Instruction — Copy out the records word for word, starting at the line that contains "Would you point out the green foliage" and ending at the last line of the records, and leave the pictures out of your copy.
** START OF Input rows **
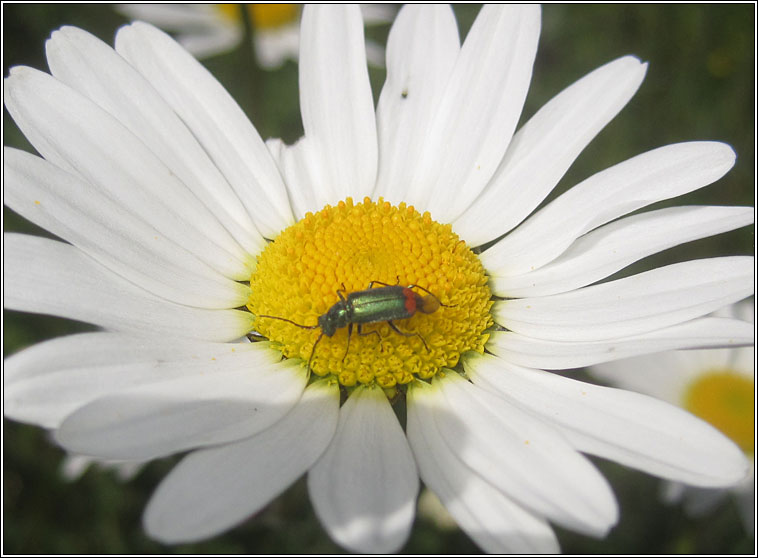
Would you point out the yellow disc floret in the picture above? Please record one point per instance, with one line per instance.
(726, 400)
(345, 248)
(263, 16)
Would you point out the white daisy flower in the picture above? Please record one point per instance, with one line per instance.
(718, 385)
(185, 233)
(209, 29)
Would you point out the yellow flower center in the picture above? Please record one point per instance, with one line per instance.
(322, 262)
(726, 400)
(263, 16)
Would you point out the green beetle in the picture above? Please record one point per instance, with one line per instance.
(372, 305)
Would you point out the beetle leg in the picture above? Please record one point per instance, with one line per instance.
(406, 334)
(349, 333)
(374, 332)
(340, 291)
(313, 350)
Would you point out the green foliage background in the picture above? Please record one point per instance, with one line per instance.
(699, 85)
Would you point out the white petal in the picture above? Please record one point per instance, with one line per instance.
(48, 381)
(657, 175)
(94, 69)
(545, 147)
(226, 401)
(75, 134)
(336, 101)
(555, 355)
(214, 489)
(216, 121)
(72, 209)
(49, 277)
(627, 427)
(422, 49)
(633, 305)
(662, 375)
(364, 487)
(299, 163)
(491, 519)
(477, 115)
(608, 249)
(522, 456)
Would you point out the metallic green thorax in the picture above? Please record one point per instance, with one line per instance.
(369, 306)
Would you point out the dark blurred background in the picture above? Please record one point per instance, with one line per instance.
(699, 86)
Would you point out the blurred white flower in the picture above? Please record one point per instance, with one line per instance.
(718, 385)
(206, 30)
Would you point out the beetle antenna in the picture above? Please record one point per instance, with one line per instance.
(286, 320)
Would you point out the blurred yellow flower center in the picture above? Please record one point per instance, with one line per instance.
(726, 400)
(342, 250)
(263, 16)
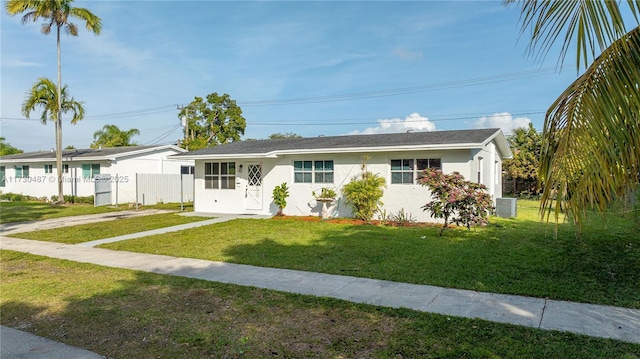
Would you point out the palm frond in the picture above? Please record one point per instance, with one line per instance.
** END OF Input rows **
Worked solution —
Would you point out the green foliage background in the picture above? Please record one point per instance, with one line per instance.
(699, 85)
Would you point out the white petal in the picture above? Please record one point per instance, with one line per instance.
(48, 381)
(657, 175)
(94, 69)
(545, 147)
(226, 401)
(75, 134)
(336, 101)
(555, 355)
(214, 489)
(216, 121)
(72, 209)
(49, 277)
(627, 427)
(422, 49)
(633, 305)
(662, 375)
(364, 487)
(299, 163)
(491, 519)
(477, 115)
(608, 249)
(522, 456)
Would you point out the metallic green thorax in the picture above? Please record one point per instance, with one line per instance.
(369, 306)
Would you point out the dark blurred background in the picture above? Please record one point per instance, with one line per instance.
(699, 86)
Would you point out the blurred white flower in the picture above? Please record one point per instance, with one line per instance.
(718, 385)
(206, 30)
Would you point out the beetle antenna in the picture above? Please record one point per instance, with one line per instance.
(286, 320)
Would you point out the blurred yellow flower center in the picture above? Please record one point per instance, with one line per instance.
(726, 400)
(342, 250)
(263, 16)
Would you point out the palm frond in the picture above? Please record one point per instance, with one line per instance.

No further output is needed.